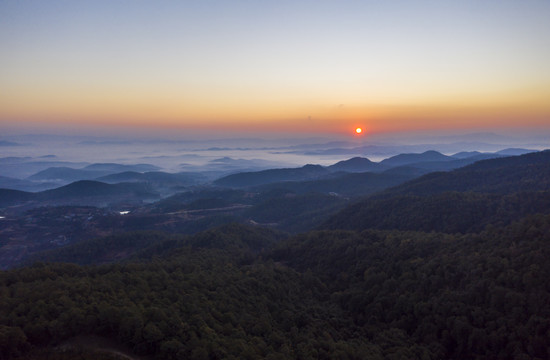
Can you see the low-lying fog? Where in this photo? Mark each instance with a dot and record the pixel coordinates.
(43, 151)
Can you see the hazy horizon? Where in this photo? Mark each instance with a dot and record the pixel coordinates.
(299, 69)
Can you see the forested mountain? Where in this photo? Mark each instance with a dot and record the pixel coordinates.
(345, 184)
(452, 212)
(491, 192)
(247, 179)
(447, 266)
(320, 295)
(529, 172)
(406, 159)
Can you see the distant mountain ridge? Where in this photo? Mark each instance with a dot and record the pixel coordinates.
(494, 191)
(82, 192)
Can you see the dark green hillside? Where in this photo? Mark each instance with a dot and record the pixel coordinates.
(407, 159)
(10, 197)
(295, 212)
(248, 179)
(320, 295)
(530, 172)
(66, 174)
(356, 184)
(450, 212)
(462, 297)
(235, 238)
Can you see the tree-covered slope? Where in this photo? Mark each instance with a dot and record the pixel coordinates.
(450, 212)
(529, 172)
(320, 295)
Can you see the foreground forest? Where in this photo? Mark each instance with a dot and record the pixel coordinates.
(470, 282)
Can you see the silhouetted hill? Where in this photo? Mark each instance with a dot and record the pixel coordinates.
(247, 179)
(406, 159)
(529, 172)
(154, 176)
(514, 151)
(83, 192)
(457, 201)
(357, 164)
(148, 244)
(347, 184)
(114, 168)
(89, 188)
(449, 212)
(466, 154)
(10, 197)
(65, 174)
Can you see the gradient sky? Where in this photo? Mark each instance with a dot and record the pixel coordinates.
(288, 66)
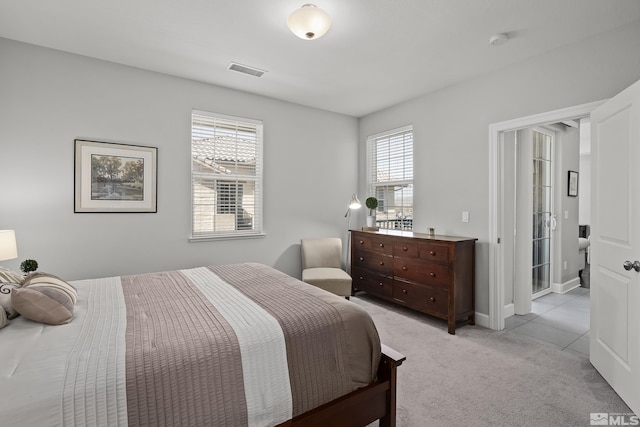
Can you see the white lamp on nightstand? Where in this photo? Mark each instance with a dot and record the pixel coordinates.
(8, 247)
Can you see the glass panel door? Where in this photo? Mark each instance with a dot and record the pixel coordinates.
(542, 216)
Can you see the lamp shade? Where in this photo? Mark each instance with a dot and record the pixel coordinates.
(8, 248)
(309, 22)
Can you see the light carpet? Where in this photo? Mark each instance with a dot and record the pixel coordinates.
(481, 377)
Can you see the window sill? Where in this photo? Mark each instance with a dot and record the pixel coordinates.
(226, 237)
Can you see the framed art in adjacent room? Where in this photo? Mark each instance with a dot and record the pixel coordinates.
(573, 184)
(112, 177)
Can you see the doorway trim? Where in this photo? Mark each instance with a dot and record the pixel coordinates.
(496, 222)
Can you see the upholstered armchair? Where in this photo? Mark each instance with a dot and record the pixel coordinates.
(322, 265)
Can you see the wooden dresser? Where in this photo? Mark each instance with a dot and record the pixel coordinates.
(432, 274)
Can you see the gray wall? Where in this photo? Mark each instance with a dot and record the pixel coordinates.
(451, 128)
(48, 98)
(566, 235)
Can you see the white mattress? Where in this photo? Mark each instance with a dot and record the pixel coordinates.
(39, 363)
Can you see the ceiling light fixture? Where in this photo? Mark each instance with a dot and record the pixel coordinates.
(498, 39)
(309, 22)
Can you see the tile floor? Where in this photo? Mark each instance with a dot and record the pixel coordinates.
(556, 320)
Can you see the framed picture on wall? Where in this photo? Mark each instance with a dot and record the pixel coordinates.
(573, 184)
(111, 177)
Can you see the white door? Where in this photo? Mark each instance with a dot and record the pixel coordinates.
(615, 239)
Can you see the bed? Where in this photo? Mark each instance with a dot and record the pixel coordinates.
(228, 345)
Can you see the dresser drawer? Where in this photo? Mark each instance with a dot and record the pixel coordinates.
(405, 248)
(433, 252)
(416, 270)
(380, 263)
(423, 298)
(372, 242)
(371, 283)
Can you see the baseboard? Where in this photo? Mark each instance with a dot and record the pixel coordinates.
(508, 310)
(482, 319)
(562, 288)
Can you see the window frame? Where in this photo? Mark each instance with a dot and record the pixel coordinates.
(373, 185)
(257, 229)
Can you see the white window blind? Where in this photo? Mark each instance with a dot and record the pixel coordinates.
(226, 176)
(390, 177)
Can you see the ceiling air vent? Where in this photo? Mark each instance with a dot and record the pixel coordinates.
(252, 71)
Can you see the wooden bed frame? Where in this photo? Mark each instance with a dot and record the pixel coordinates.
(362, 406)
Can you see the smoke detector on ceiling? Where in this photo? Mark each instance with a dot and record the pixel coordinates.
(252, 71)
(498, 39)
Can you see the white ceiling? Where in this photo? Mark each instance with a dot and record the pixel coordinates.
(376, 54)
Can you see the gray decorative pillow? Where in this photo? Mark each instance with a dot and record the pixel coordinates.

------------------------------------------------------------------------

§ **Given exercise**:
Rewrite all the rows above, changing "Mark each instance with a dot" to "Put a dot on every instance" everywhere and keeping everything else the same. Leave the pictures out.

§ **Answer to the task**:
Can you see the low-lying fog? Where in this photo? Put a dot on every instance and record the pixel coordinates.
(43, 151)
Can you see the hazy horizon? Where in this photo? Put a dot on every instance and record the pixel coordinates.
(299, 69)
Can you see the forested mountain? Where in this photo? Put a dot on every instance and record the pixel coordinates.
(345, 184)
(452, 212)
(491, 192)
(247, 179)
(447, 266)
(320, 295)
(529, 172)
(406, 159)
Can you see the distant mountain ridge? Where in this photo? Put a dot on every instance and record the pixel coordinates.
(494, 191)
(82, 192)
Can you see the dark green hillside? Where in this photo? Put a dot on every instance and record the pixel coordinates.
(407, 159)
(10, 197)
(295, 212)
(248, 179)
(320, 295)
(530, 172)
(66, 174)
(356, 184)
(450, 212)
(462, 297)
(235, 238)
Can you see the tree-covered slope? Where in this photo? Put a dot on every instance and record the pixel coordinates.
(450, 212)
(529, 172)
(320, 295)
Can you see the foreground forest? Where in this photo? Put a dot on every instance and record the pixel coordinates.
(470, 282)
Can you see the silhouetted hill? Where in this photo? Put a dot on every instance and record the pixel coordinates.
(247, 179)
(406, 159)
(529, 172)
(154, 176)
(514, 151)
(83, 192)
(457, 201)
(357, 164)
(148, 244)
(347, 184)
(114, 168)
(89, 188)
(449, 212)
(466, 154)
(10, 197)
(65, 174)
Can you see the gradient sky? Where in this photo? Put a dot on every instance and record the pixel coordinates.
(288, 66)
Can you see the white lamp on nightstand? Where in this photo? Put a dot on every instance and record the pixel coordinates.
(8, 247)
Can you see the glass panel door? Where in this photo? Put a dot on every instance and record the pixel coordinates.
(542, 216)
Can you see the lamp shade? Where in this photo? Put a dot on every instance and record the pixel coordinates.
(8, 248)
(309, 22)
Can you see the light carpet? Where in this photo? Put a dot on every instance and record the pixel coordinates.
(481, 377)
Can you see the window sill? Where in this photo? Put a dot on every instance and record the pixel coordinates.
(226, 237)
Can you see the framed art in adjacent room? Where in this photo? Put a dot on every instance and record the pixel coordinates.
(573, 184)
(112, 177)
Can you see the doorway trim? Where in this photo? Put a dot on every instance and record the pixel coordinates.
(496, 222)
Can you see the upholstered armchair? Where in this photo? Put a dot on every instance and record the pixel coordinates.
(322, 265)
Can you see the wooden dresser? Where in this photo? Put a dot on every instance and record the pixel coordinates.
(432, 274)
Can you see the gray wall? Where in this photo? Put a dot on every instance and record the pixel coordinates.
(451, 128)
(48, 98)
(566, 235)
Can you see the white mattress? Where in this photo? Put a dot on every instance and record the pixel coordinates.
(39, 363)
Can you see the ceiling light fixture? Where in this photo? Put a dot on every instance and record the pixel coordinates.
(498, 39)
(309, 22)
Can you see the tile floor? Where in this photo? Put a dot on every instance and record the pixel coordinates.
(556, 320)
Can you see the framed picture on wall? Where in this photo? Put a dot on every instance and record the pixel coordinates.
(573, 184)
(111, 177)
Can you see the white door? Where in this photo? Put a dot on every instance and record the pixel coordinates.
(615, 239)
Can you see the bed? Where in this photo? Put a dot on every instance and record the pixel coordinates.
(228, 345)
Can you see the dresser drawer? Where in this photo? Put a dot on every instance and record the pixel coordinates.
(405, 248)
(433, 252)
(416, 270)
(380, 263)
(423, 298)
(372, 242)
(371, 283)
Can you see the baseboard? Where in this photo? Put a dot on every instance and record the pixel coordinates.
(508, 310)
(482, 319)
(562, 288)
Can you see the window frame? Where in this photo? Put a dot on every instance and record the pixel coordinates.
(373, 185)
(257, 229)
Can you see the white window blind? Where in this photo? Put a dot on every instance and record the pixel coordinates.
(226, 176)
(390, 177)
Can you see the ceiling air vent? Where in this photo? Put a dot on every instance and record the pixel coordinates.
(252, 71)
Can you see the wooden bed frame? Where in this photo? Put a dot on every instance and record the pixel coordinates.
(362, 406)
Can you see the smoke detector on ceiling? Where in this photo? Put a dot on every instance and record the pixel coordinates.
(252, 71)
(498, 39)
Can you see the white ceiling? Where in this photo? Put a dot on every instance and record the pixel coordinates.
(376, 54)
Can you see the gray decorative pillow? Where in this photo? Put a dot on every instance and record the pixel coordinates.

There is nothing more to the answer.